**Extracted data**
= = =

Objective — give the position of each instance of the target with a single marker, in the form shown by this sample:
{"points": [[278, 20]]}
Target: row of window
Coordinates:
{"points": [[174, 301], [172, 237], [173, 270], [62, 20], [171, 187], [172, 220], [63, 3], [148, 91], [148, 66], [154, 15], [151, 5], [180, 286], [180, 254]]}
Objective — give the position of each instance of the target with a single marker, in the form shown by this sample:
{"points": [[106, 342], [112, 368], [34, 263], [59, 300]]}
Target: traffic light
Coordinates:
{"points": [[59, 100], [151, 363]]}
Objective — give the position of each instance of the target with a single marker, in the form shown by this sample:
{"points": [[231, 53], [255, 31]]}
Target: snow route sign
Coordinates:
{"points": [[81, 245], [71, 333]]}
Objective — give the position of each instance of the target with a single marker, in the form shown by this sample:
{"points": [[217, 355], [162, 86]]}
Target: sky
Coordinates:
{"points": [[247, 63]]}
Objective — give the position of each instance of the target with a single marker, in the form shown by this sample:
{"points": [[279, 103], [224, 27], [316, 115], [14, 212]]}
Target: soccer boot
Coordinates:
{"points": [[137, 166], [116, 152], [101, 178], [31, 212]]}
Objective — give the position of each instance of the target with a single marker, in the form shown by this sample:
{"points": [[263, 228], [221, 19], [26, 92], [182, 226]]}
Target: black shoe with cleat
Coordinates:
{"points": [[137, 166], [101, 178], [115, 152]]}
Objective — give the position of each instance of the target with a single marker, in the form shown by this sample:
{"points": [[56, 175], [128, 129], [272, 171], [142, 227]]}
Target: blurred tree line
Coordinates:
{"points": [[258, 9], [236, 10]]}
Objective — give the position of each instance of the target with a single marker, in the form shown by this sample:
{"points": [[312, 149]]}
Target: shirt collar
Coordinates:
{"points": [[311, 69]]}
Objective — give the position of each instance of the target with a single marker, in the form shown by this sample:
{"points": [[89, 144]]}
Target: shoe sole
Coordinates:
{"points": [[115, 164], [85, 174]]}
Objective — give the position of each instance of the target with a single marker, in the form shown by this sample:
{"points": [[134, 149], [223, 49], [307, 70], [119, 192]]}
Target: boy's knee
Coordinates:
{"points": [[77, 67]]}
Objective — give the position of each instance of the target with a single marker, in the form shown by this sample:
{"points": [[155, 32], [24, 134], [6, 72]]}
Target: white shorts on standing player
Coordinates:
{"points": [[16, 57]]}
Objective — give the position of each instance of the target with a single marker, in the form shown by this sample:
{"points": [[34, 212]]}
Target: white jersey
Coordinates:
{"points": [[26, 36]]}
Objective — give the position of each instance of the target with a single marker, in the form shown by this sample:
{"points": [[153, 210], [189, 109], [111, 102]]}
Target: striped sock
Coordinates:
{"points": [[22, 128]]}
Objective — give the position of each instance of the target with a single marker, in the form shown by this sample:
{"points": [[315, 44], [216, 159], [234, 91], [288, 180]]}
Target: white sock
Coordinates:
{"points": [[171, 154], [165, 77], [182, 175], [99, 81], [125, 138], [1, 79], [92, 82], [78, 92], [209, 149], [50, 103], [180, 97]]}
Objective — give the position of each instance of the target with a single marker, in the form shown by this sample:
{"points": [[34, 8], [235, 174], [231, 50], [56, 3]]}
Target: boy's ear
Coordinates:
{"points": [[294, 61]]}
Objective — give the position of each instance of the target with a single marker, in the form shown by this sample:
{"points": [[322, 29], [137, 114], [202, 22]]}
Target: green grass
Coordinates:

= = =

**Task brief**
Gather every line from the rows above that contains the string "shoe", and copy each one in full. Case counts, so uppercase and lowercase letters must match.

**Exercise output**
Target: black shoe with cleat
Target: shoe sole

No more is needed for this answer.